* **EXERCISE GOAL**:
Reproduce every item below word for word, but omit the pictures.

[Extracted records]
**********

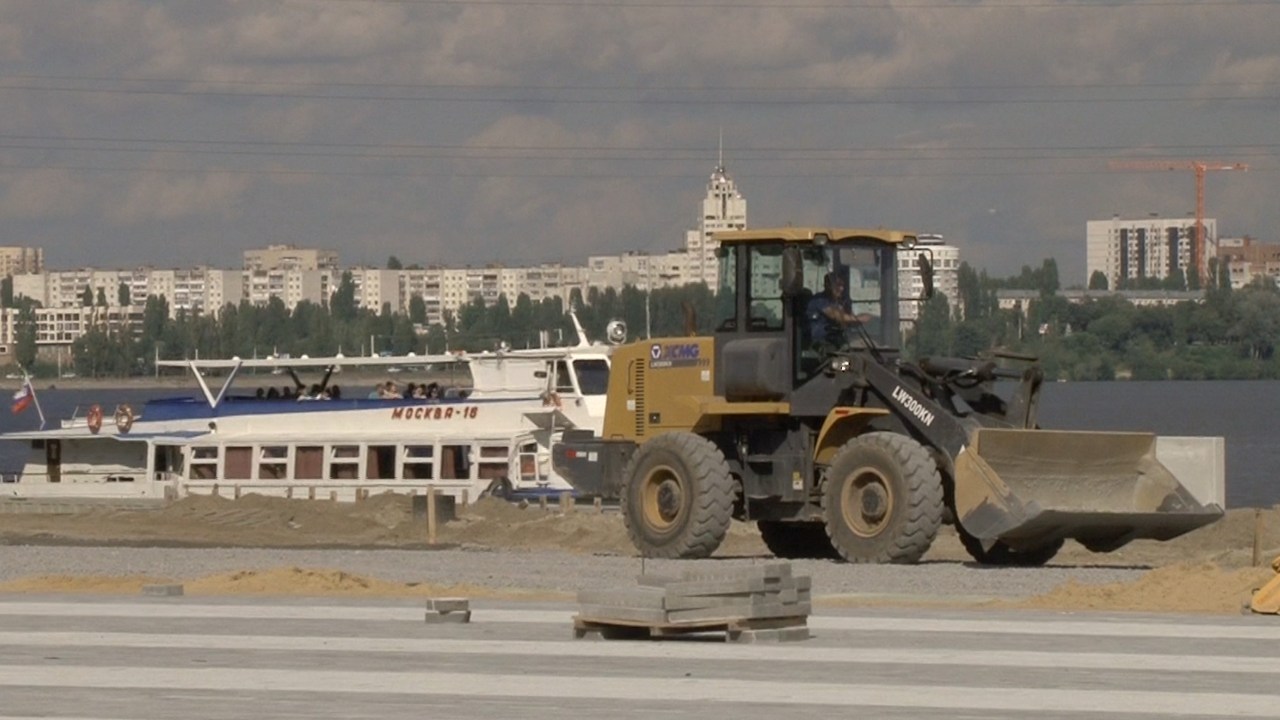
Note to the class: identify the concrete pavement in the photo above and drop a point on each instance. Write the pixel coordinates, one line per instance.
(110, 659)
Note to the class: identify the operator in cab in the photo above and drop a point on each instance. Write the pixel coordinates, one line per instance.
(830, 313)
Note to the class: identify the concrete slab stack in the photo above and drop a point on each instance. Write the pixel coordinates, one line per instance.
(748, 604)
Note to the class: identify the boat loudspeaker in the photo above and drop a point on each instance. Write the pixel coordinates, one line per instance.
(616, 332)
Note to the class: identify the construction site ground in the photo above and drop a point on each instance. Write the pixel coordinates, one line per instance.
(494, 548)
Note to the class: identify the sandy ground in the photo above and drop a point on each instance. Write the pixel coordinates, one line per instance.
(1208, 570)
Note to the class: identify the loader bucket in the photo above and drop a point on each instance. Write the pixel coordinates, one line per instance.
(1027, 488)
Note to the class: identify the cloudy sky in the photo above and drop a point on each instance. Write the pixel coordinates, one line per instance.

**********

* **ANSWER TO THE TASK**:
Note to the class: identify the concrete pavement in the photo above and drop a point on each instance. Write the pixel coordinates, one line per instance.
(110, 659)
Note to the class: identify the operator in cab in the photo above and drop a point on each instance. Write the pixel coordinates, one line per instance.
(830, 313)
Note to the class: identify the concrete slab stack in the photo above and drop a point on each instance. Write the pixel coordinates, one line per instance.
(748, 604)
Note to the class: identify the boat loudspeaker in the photo above and drop a point on each instance. Write the pixel coordinates, one line per instance.
(616, 332)
Note to the class: identify the construction site ground in the photo above and drop a point on each instance. Write the pixel coordinates, one line per instance.
(494, 548)
Note to the class: identify the sandy ground in the photo above and drop a point on each instance. Write the pixel coordinates, one line per instance.
(1208, 570)
Note to the class: identify the loader bucket in the photo above and drop a point on each instance. Write the pixel coordinates, one line per instance.
(1027, 488)
Note to the class: identify the cloudy sky in the photo above and drop a point on each instance. Write the pixel coordinates, one line per instance.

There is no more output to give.